La bataille féroce que se livrent les deux frères ennemis du mutualisme agricole, le Crédit agricole et Groupama, vient de connaître un rebondissement spectaculaire (lire également l'éditorial intitulé "L'assurance récolte en otage" .

Pour 2005, Groupama offre à ses clients, assurés pour la grêle en grandes cultures, d'étendre gratuitement leurs garanties à douze autres aléas climatiques (1). Pour le moment, ce choix n'est pas proposé aux clients du Gan. Ce geste commercial devrait lui coûter au bas mot 18 millions d'euros au seul titre des cotisations non prélevées et 70.000 producteurs vont pouvoir bénéficier de cette extension sur option.

Officiellement, il s'agit d'accompagner l'initiative des pouvoirs publics dans le développement expérimental de l'assurance récolte. Dans la pratique, il s'agit d'un coup commercial qui vise à couper l'herbe sous le pied de son concurrent, Pacifica (filiale du Crédit agricole), alors que ce dernier rêve depuis plusieurs années, en vain jusque-là, de lui prendre des parts dans le secteur de l'assurance agricole.
━━━━━━━━━━━━━━━━
● TÂCHE À RÉALISER:
Reproduisez fidèlement le passage de l'article sur Groupama et l'assurance récolte qui commence par « Pour 2005, Groupama » et va jusqu'à « de l'assurance agricole. ».

● Lignes enregistrées:
━━━━━━━━━━━━━━━━
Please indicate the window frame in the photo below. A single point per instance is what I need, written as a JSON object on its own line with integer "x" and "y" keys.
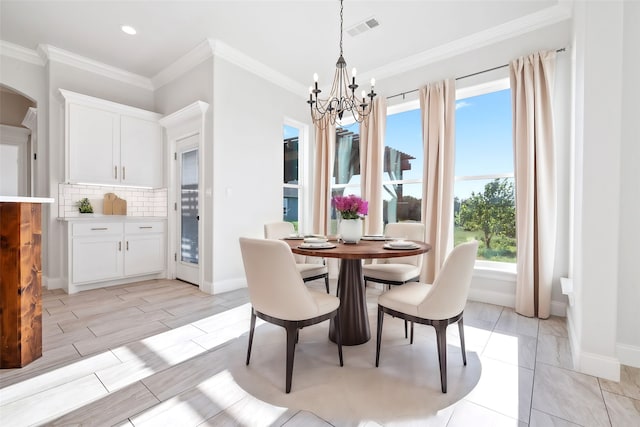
{"x": 304, "y": 158}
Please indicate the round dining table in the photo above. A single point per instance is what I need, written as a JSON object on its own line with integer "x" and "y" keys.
{"x": 354, "y": 319}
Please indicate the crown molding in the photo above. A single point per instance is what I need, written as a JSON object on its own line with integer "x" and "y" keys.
{"x": 216, "y": 48}
{"x": 190, "y": 112}
{"x": 20, "y": 53}
{"x": 516, "y": 27}
{"x": 226, "y": 52}
{"x": 52, "y": 53}
{"x": 186, "y": 62}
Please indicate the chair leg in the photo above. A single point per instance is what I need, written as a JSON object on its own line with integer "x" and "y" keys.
{"x": 379, "y": 334}
{"x": 461, "y": 331}
{"x": 292, "y": 332}
{"x": 251, "y": 329}
{"x": 339, "y": 337}
{"x": 441, "y": 338}
{"x": 411, "y": 341}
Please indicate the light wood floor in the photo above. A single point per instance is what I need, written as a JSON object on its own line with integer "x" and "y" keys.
{"x": 130, "y": 355}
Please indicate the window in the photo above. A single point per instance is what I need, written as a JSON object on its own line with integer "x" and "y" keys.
{"x": 292, "y": 190}
{"x": 484, "y": 193}
{"x": 346, "y": 166}
{"x": 402, "y": 170}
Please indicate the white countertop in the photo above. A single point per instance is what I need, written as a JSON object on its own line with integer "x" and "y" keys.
{"x": 101, "y": 217}
{"x": 21, "y": 199}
━━━━━━━━━━━━━━━━
● RÉSULTAT DE L'EXERCICE:
Pour 2005, Groupama offre à ses clients, assurés pour la grêle en grandes cultures, d'étendre gratuitement leurs garanties à douze autres aléas climatiques (1). Pour le moment, ce choix n'est pas proposé aux clients du Gan. Ce geste commercial devrait lui coûter au bas mot 18 millions d'euros au seul titre des cotisations non prélevées et 70.000 producteurs vont pouvoir bénéficier de cette extension sur option.

Officiellement, il s'agit d'accompagner l'initiative des pouvoirs publics dans le développement expérimental de l'assurance récolte. Dans la pratique, il s'agit d'un coup commercial qui vise à couper l'herbe sous le pied de son concurrent, Pacifica (filiale du Crédit agricole), alors que ce dernier rêve depuis plusieurs années, en vain jusque-là, de lui prendre des parts dans le secteur de l'assurance agricole.